## PASSAGE TO READ
Some days I feel like there are three me’s.
- ME #1 is the ME most people see.
- ME #2 is the ME most people don’t see.
- ME #3 is the ME I want to BE.
To be more specific:
ME #1: in many respects, well adjusted given all that has happened. Successful at school and work. Bit-by-bit re-building a normal life. This is the ME that can’t quite escape being a pastor — in a good way. People still confide in me, ask me to pray with them, look to me for wisdom. This is also the ME who is a leader and a teacher and a strategic thinker. The ME that is surprisingly successful at almost whatever he tries (surprising to me). And this is in many ways the real me that people have always known… and the best of me. Passionate, compassionate, optimistic, visionary, funny (in a kind of weird way), etc.
ME #2: Desperately sad and mildly depressed. Hurt, sad, and tired of the continual false accusations, lack of forgiveness, and mean attacks. This ME still wakes up everyday and has that first thought of “my life sucks — and always will.” This ME is often lonely, scared, sad, angry and hopeless. Now this ME is not more real than ME #1… but he is real nonetheless. I wish he wasn’t. I try to hide him from others and ignore him myself. Some days that works and ME #1 wins… other days ME #2 wins. The truth is that the relational losses I have experienced the past year are almost unbearable. There is really no other way to describe it. As I have written before, the whole process has been incredibly dehumanizing and painful. The continual rejection, lack of forgiveness, continuing false accusations, etc… and these things trigger cycles of negative thoughts that lead in a downward spiral. These are the days that ME #2 wins. Any day ME #2 wins is a bad day.
ME #3: The way I hope to be… and I get glimpses of this every once in a while. It is the authentic ME #1 without ME #2. It is all the things that I am (my SHAPE), but with even more authenticity, compassion for others, and grace towards others. It is ME #1, but with renewed passion, purpose, dreams, visions, and hopes.
Each day is a battle and I wish I could say it is getting easier. But it is not.

## DATA EXCERPTS
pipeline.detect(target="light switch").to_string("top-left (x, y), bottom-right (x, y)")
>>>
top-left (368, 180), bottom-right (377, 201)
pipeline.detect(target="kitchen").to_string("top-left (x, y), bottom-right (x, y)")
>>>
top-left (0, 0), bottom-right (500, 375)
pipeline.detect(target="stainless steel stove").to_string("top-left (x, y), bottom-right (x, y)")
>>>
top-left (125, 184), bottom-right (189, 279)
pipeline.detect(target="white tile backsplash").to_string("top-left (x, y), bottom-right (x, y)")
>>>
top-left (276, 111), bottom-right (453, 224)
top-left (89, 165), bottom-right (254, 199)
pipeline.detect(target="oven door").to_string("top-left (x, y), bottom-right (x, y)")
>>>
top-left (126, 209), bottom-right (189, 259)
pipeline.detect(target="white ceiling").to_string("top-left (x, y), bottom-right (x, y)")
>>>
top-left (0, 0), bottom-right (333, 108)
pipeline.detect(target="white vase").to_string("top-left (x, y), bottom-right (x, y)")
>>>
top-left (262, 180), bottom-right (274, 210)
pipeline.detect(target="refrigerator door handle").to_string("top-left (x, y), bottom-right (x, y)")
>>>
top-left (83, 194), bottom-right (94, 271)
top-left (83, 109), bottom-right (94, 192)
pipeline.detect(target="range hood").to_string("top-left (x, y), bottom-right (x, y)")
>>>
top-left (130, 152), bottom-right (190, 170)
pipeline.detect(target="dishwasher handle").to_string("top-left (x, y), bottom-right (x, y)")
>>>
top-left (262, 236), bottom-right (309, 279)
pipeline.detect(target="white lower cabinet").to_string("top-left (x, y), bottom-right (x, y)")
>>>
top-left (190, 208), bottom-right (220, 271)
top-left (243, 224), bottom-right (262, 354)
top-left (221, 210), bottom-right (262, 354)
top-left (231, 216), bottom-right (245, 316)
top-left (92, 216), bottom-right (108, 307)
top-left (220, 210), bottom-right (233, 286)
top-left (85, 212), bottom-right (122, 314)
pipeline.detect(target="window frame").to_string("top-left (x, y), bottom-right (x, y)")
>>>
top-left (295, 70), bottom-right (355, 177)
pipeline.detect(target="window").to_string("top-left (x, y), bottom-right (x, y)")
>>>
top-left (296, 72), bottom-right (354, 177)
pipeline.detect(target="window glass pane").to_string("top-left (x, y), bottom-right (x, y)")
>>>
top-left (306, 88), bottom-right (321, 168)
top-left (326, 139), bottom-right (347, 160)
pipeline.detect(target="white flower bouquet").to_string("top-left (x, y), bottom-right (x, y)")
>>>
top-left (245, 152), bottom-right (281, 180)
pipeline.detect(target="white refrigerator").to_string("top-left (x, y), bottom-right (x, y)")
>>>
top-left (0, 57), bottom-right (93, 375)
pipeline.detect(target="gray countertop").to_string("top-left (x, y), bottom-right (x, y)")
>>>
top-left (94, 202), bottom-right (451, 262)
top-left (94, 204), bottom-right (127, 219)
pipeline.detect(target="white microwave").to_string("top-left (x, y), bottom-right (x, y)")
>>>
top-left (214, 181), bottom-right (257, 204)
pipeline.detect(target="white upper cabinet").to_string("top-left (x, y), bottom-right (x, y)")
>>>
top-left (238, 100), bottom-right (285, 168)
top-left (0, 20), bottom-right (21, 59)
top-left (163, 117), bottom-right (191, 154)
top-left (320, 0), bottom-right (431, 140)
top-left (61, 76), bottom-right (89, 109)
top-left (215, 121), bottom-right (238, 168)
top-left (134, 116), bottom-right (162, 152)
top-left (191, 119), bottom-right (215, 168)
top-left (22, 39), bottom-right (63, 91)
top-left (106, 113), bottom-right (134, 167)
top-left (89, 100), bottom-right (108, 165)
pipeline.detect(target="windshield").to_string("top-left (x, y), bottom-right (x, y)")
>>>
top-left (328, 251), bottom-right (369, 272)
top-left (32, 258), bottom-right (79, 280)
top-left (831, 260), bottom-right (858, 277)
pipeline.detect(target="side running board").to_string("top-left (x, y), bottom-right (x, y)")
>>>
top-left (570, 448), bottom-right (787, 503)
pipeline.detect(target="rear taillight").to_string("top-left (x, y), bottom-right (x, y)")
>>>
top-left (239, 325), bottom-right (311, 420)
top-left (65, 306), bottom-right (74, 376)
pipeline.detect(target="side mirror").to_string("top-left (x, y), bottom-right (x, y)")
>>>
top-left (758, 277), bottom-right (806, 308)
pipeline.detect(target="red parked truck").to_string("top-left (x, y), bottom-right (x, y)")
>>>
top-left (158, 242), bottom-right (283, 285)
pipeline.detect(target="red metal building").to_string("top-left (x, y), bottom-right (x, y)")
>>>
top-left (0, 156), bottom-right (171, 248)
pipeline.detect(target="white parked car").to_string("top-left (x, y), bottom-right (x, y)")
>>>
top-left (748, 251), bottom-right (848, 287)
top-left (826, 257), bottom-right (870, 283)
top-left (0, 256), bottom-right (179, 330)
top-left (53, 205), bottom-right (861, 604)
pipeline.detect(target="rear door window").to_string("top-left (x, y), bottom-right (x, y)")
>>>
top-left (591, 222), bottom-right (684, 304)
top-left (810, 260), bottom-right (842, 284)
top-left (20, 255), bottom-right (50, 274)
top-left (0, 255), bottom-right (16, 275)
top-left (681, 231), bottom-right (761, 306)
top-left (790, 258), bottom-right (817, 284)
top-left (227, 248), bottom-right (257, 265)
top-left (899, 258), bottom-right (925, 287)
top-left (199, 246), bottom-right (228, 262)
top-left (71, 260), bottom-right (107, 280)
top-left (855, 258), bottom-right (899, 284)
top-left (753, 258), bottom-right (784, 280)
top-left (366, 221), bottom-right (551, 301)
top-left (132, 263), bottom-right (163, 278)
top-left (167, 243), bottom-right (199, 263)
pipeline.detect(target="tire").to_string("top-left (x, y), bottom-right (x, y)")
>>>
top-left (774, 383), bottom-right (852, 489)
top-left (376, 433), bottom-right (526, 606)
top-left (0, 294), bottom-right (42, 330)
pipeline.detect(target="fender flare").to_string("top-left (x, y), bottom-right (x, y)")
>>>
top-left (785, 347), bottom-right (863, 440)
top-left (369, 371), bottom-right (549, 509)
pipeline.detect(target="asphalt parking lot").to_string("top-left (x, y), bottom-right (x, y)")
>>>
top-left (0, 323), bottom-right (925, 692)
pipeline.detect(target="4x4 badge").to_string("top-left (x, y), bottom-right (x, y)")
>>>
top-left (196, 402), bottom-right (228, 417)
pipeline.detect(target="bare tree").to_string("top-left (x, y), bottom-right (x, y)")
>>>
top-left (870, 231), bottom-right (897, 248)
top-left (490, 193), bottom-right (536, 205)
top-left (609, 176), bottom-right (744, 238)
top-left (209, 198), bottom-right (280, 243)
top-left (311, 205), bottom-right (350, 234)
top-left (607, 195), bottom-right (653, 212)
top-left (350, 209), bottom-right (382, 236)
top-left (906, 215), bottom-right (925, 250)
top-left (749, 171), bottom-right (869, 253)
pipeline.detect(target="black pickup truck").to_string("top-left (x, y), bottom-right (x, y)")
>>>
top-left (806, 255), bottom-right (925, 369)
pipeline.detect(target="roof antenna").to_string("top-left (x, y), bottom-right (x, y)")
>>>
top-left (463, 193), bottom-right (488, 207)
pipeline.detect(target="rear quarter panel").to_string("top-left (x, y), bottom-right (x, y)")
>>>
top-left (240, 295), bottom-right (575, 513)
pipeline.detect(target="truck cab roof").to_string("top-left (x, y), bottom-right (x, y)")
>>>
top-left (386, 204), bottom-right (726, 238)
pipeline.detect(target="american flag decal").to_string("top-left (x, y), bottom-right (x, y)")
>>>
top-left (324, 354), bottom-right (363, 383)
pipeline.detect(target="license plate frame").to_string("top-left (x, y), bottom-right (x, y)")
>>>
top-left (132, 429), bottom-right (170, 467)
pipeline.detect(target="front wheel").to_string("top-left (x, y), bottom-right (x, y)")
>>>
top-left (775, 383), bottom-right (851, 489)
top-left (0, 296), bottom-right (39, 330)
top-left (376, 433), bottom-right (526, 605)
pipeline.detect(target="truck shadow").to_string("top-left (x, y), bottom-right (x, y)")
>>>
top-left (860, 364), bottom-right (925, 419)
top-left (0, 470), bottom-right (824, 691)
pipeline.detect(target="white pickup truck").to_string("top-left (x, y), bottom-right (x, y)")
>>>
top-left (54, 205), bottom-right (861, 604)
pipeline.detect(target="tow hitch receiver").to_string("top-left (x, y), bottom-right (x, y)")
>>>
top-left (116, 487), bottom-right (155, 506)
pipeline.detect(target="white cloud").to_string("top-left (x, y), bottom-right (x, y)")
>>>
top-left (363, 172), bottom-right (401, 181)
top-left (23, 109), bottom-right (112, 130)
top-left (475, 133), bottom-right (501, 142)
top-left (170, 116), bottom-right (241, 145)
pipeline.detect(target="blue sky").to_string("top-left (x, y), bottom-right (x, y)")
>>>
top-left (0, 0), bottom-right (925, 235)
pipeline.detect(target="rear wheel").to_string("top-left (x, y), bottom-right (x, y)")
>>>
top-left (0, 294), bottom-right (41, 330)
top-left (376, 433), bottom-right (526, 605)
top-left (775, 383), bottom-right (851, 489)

## INSTRUCTIONS TO FOLLOW
Rewrite the section of the passage about the three me's that begins at the words "ME #3: The way" and ends after "But it is not.", replacing "battle" with "struggle". The items are separate material and are not part of the passage about the three me's.

## OUTPUT OF THE EXERCISE
ME #3: The way I hope to be… and I get glimpses of this every once in a while. It is the authentic ME #1 without ME #2. It is all the things that I am (my SHAPE), but with even more authenticity, compassion for others, and grace towards others. It is ME #1, but with renewed passion, purpose, dreams, visions, and hopes.
Each day is a struggle and I wish I could say it is getting easier. But it is not.